INSTRUCTIONS FOR THE TASK
Render everything in the data below from the line containing "Place a point on every instance of the stone" down to the line containing "pixel 269 59", both included, as a JSON list of strings with one string per line and blank lines omitted.

Pointing data
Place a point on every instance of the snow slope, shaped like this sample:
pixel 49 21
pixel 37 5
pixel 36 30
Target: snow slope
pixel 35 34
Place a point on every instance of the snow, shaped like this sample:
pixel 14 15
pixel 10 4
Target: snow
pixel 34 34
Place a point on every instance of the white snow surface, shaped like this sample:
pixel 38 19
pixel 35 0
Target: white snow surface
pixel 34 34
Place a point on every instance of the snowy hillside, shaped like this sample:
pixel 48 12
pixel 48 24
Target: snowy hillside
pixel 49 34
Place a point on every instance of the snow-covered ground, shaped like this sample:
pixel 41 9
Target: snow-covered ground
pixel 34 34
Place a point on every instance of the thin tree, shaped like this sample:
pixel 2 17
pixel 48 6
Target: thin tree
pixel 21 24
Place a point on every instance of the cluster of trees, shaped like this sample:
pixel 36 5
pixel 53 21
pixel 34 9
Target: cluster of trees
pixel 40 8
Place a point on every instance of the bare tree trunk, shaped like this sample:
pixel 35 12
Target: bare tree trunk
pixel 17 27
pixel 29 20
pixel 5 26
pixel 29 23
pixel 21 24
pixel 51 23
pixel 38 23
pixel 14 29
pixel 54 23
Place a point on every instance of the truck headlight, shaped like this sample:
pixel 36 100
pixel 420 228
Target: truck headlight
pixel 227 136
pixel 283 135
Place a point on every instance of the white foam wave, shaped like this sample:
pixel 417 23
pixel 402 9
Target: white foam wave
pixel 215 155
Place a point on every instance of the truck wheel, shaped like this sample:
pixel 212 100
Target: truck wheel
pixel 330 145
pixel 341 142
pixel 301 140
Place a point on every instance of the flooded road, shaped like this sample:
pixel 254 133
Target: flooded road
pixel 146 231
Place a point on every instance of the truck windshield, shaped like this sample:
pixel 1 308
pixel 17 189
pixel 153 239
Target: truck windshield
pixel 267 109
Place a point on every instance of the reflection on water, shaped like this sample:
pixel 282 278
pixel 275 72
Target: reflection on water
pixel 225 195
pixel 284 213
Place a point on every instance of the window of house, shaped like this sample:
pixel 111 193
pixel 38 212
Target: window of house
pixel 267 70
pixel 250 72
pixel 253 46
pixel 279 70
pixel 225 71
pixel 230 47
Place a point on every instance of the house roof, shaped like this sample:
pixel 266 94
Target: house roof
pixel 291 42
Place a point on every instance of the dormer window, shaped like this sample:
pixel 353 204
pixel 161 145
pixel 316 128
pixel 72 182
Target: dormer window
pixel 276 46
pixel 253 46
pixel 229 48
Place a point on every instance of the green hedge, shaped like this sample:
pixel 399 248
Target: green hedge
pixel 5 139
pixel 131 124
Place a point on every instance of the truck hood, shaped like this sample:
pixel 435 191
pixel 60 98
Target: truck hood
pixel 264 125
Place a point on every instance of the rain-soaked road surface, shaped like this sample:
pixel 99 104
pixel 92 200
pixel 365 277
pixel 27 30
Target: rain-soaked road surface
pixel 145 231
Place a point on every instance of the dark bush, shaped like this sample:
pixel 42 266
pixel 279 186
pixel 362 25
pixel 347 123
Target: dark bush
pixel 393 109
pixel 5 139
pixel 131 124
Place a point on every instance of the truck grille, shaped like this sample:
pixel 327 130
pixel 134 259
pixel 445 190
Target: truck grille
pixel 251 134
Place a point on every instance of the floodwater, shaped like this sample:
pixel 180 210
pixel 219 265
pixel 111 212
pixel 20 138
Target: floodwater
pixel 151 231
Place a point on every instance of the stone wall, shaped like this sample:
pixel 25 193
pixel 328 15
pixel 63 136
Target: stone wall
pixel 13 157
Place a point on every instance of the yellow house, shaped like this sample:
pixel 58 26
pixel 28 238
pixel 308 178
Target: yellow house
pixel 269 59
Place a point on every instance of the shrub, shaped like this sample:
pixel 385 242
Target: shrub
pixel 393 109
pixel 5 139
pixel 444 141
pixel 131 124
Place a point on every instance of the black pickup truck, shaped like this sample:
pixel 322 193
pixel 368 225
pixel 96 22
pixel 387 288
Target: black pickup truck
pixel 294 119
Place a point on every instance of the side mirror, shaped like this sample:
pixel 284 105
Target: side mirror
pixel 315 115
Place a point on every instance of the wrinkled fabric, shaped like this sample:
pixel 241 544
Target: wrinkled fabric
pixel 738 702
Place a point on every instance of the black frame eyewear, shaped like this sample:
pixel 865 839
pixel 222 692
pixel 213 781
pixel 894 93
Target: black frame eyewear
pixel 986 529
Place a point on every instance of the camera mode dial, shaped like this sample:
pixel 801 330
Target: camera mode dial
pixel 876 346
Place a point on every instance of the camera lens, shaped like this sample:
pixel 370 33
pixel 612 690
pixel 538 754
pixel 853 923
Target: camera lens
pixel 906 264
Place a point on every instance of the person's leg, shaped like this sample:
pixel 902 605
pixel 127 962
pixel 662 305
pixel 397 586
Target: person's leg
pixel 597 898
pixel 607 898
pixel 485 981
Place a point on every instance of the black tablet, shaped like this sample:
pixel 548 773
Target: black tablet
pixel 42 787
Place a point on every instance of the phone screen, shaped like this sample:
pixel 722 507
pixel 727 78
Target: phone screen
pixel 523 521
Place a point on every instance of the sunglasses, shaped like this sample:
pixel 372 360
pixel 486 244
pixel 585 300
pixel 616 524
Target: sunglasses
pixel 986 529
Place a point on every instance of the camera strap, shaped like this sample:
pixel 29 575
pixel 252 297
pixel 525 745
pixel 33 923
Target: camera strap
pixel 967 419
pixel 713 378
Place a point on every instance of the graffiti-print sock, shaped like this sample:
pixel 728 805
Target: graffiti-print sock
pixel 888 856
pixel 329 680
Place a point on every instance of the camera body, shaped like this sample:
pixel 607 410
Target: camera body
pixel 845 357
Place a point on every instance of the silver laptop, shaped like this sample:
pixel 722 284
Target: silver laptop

SOLUTION FOR THIS PROBLEM
[
  "Place a point on every instance of the stone wall, shaped like this sample:",
  "pixel 25 193",
  "pixel 328 15",
  "pixel 63 136",
  "Target: stone wall",
  "pixel 13 157",
  "Place a point on every instance of the yellow house, shaped like this sample:",
  "pixel 58 26",
  "pixel 28 238",
  "pixel 308 178",
  "Target: yellow house",
  "pixel 269 59"
]